Supplemental Material for Dyson et al., 2022
datasetposted on 2022-10-14, 19:36 authored by Carl J. Dyson, Aaron Pfennig, Daniel Ariano-SánchezDaniel Ariano-Sánchez, Joseph Lachance, Joseph R. Mendelson III, Michael A. D. Goodisman
Supporting data for "Genome of the endangered Guatemalan Beaded Lizard, Heloderma charlesbogerti, reveals evolutionary relationships of squamates and declines in effective population sizes"
Carl J. Dyson; Aaron Pfennig; Daniel Ariano-Sánchez; Joseph Lachance; Joseph R. Mendelson III; Michael A. D. Goodisman
- We sequenced the genome of a male Guatemalan Beaded Lizard from Zoo Atlanta using PacBio Sequel II SMRTCell sequencing platform. Sequencing insert libraries were created consisting of 15-20 kb sequences and 30+ kb sequences, and underwent on-site quality assessment and cleanup prior to sequencing. We obtained 232 Gbp of raw sequencing data (86x depth). The raw reads were assembled into a draft genome with a total length of 2.31 Gb. The assembly comprised 3,551 contigs, 83% of which were 50 kb or larger in size. Evaluation of the draft assembly produced a contig N50 of 1,358,783 bp. The overall GC content of the genome was estimated to be 45.05%. Approximately 57.54% of the genome consisted of identifiable repetitive DNA. We predicted 31,411 protein-coding genes and 32,205 distinct mRNAs. This draft genome of this critically endangered species can contribute to conservation efforts by providing information on historical changes in population size, and help further our understanding of an understudied taxon within the venomous lizards.
- Heloderma_charlesbogerti_genomic.fasta.gz: Assembled genome sequences of Heloderma charlesbogerti using Flye.

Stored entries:

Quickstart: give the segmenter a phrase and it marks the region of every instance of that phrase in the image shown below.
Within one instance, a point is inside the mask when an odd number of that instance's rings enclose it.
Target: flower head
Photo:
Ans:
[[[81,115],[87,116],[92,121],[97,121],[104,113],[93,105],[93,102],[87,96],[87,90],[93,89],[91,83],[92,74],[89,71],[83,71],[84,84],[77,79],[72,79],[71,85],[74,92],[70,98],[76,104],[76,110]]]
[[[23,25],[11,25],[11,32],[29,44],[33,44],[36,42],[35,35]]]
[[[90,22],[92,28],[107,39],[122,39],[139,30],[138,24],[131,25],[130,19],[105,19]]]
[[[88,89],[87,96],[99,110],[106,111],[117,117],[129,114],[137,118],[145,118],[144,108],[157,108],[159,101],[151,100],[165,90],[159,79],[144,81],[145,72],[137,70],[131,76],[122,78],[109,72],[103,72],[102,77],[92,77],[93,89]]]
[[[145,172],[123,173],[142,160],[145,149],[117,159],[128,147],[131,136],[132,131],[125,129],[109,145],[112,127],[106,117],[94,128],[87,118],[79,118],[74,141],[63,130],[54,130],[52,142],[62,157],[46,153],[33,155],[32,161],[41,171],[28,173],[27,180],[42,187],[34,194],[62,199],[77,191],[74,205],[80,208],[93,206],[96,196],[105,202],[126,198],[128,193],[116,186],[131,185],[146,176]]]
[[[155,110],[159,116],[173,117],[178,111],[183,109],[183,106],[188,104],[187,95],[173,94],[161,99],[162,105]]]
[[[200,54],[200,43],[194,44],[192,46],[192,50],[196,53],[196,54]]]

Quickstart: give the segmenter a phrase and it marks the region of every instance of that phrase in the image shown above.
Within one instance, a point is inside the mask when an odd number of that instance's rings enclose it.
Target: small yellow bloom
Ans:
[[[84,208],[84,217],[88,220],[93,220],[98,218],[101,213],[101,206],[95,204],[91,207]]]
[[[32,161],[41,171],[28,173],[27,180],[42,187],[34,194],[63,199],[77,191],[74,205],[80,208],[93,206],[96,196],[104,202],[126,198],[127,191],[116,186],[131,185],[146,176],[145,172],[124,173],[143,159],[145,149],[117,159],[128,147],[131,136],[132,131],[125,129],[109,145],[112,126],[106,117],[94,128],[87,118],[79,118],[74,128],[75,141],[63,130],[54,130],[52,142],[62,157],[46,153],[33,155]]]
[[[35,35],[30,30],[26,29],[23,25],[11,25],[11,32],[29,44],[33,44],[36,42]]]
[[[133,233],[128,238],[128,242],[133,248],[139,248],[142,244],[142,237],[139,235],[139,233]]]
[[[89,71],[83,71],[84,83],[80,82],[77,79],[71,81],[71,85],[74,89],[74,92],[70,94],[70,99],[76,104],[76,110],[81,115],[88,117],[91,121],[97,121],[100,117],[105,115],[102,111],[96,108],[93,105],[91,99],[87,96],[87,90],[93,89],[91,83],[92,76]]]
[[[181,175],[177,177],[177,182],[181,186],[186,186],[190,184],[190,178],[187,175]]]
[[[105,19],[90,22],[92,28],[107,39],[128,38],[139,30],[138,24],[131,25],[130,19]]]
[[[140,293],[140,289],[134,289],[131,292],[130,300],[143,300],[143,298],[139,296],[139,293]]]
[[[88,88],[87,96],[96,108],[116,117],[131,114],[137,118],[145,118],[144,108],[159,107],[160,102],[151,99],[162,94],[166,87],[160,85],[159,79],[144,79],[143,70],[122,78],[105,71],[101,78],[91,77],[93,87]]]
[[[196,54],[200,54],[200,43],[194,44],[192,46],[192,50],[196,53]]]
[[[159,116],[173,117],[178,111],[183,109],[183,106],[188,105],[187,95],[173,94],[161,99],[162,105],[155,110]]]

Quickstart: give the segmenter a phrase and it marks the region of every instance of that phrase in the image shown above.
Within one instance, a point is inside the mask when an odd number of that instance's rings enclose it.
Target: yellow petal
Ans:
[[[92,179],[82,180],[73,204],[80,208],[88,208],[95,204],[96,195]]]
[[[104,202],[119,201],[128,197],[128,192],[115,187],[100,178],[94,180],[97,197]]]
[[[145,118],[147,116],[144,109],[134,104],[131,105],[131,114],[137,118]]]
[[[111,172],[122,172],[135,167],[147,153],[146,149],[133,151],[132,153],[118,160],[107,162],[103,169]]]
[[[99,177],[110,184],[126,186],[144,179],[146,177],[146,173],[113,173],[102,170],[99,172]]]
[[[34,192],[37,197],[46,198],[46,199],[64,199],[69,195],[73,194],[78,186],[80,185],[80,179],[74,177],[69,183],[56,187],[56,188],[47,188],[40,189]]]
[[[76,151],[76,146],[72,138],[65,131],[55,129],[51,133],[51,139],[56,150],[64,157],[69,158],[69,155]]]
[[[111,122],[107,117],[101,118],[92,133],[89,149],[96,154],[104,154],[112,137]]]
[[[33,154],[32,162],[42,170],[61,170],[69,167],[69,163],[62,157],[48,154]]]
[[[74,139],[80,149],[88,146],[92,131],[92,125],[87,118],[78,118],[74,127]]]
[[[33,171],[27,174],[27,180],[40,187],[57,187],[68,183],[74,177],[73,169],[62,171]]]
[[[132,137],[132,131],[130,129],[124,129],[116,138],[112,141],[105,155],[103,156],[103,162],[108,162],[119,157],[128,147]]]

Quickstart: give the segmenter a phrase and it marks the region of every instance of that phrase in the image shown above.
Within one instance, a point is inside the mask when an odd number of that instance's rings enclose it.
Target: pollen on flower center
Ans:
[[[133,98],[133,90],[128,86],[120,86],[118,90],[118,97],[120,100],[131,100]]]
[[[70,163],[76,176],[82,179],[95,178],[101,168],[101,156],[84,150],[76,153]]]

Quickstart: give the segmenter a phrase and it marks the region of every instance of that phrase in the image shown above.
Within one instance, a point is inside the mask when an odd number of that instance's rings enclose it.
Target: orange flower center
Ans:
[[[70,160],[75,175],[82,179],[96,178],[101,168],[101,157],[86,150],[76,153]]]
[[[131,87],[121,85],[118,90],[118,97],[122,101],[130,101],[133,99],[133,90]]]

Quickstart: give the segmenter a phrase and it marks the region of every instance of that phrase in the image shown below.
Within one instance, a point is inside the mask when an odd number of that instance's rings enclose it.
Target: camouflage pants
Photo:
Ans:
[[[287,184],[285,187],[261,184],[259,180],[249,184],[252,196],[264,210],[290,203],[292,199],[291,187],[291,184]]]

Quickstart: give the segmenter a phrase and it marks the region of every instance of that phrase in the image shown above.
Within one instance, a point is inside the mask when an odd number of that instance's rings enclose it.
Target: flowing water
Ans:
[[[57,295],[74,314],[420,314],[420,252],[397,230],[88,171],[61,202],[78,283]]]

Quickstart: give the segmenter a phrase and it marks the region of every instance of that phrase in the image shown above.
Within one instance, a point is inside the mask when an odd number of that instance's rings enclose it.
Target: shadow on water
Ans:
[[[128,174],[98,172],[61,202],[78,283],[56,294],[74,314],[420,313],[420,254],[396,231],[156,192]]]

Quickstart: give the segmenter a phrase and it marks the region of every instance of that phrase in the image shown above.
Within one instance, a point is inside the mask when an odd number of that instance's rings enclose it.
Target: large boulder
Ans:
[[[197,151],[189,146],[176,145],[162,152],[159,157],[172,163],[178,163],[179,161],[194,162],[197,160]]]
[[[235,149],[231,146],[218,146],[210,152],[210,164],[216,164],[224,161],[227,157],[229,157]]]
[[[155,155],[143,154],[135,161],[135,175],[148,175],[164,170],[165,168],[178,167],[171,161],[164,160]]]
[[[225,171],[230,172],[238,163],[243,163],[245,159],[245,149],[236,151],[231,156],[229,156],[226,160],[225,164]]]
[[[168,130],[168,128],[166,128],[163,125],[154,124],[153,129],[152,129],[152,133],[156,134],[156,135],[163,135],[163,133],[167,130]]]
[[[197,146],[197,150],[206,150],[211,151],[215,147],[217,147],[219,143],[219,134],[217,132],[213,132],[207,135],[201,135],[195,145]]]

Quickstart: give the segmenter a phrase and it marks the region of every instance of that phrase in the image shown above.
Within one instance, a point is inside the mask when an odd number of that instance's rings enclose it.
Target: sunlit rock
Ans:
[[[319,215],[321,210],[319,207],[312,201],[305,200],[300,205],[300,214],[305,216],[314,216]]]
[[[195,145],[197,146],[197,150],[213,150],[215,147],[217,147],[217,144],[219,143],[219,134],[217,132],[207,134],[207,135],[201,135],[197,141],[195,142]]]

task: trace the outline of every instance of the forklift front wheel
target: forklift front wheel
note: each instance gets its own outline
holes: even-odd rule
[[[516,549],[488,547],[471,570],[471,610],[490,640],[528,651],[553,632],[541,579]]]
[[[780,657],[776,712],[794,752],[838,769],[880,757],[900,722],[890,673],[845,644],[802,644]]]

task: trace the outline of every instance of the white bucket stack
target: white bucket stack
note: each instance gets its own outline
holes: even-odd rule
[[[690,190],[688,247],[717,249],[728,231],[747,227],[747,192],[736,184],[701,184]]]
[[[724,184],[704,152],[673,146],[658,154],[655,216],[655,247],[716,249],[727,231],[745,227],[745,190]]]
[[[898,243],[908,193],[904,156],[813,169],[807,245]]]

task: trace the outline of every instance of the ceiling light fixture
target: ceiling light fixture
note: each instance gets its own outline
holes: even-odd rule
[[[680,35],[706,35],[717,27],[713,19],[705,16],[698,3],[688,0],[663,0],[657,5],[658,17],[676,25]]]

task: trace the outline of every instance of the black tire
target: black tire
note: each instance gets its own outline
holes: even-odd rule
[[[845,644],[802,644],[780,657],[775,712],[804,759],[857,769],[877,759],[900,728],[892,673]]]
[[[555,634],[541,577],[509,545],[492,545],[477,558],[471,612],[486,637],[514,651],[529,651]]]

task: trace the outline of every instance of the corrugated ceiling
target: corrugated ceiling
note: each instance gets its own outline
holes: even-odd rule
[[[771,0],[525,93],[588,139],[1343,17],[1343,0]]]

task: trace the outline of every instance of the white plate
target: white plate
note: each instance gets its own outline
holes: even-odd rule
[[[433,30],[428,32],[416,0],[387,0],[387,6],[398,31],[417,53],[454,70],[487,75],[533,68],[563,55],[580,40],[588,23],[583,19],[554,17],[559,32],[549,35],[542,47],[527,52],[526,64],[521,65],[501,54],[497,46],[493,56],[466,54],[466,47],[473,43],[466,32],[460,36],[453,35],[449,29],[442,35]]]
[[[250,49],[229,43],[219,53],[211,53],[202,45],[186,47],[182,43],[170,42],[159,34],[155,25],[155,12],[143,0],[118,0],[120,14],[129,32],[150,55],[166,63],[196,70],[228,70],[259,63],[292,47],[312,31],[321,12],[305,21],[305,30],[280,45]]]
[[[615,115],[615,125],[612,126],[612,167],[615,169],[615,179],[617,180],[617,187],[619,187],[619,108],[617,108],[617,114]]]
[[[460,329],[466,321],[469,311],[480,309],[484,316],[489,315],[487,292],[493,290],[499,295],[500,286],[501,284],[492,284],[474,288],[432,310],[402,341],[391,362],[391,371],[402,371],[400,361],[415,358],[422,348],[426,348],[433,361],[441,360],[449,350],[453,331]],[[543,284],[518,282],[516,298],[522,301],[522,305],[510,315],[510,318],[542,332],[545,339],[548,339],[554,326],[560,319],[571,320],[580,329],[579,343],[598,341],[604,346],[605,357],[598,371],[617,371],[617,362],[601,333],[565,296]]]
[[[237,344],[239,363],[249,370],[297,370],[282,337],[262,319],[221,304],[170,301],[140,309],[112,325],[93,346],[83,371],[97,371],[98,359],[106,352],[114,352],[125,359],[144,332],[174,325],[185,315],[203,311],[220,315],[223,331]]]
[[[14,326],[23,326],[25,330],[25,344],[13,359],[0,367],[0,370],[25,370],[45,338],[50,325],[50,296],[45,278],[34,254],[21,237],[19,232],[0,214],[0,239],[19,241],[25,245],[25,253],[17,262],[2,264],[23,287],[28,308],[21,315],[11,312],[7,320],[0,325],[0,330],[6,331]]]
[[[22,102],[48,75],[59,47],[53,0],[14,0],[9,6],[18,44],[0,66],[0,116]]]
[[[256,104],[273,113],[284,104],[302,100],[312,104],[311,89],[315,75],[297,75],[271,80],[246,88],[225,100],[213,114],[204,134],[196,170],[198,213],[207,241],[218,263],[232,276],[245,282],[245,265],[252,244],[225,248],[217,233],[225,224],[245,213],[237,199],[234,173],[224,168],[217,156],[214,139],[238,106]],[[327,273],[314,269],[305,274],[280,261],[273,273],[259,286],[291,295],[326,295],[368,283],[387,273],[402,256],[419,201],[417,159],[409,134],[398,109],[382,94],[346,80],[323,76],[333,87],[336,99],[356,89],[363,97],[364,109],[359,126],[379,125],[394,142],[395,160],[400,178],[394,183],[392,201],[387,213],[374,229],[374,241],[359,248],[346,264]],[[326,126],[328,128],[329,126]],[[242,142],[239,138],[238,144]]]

**DIRECTIONS**
- a) Summarize the lizard genome dataset description in two sentences.
- b) Please list every author named in the lizard genome dataset description.
- c) Carry on the lizard genome dataset description from its last line.

**ANSWERS BY ITEM**
- a) Researchers sequenced the genome of a male Guatemalan Beaded Lizard from Zoo Atlanta using the PacBio Sequel II platform. The result was a 2.31 Gb draft assembly of 3,551 contigs with 31,411 predicted protein-coding genes, which the authors say can support conservation of this critically endangered species.

- b) Carl J. Dyson, Aaron Pfennig, Daniel Ariano-Sánchez, Joseph Lachance, Joseph R. Mendelson III, Michael A. D. Goodisman

- c)
- Heloderma_charlesbogerti_genomic.gff.gz: Gene features in GFF format. Protein-coding genes were predicted by BRAKER2 and tRNA genes by tRNAscan-SE2.
- Heloderma_charlesbogerti_cds_from_genomic.fna.gz: Nucleotide sequences of predicted protein-coding regions,
- Heloderma_charlesbogerti_protein.faa.gz: Amino acid sequences of predicted protein-coding regions,
- Heloderma_charlesbogerti_protein.interproscan.gff.gz: Interproscan annotations of predicted proteins in GFF format.
- Heloderma_charlesbogerti_protein.interproscan.tsv.gz: Interproscan annotations of predicted proteins in tab-separated format.
- Heloderma_charlesbogerti_RepeatMasker.gff.gz: Repeat annotation in GFF format. Repeat annotation was done de novo using RepeatModeler and RepeatMasker.
- Heloderma_charlesbogerti_RepeatMasker.out.gz: RepeatMasker annotation.
- Heloderma_charlesbogerti_RepeatMasker.tbl.gz: Summary of RepeatMasker annotation.
- Heloderma_charlesbogerti_TRF.gff.gz: Long tandem repeat anotation using TRF.
- Heloderma_charlesbogerti_genomic_softmasked.fasta.gz: Softmasked genome sequences of Heloderma charlesbogerti. Combined annotation of RepeatMasker and TRF were used for softmasking.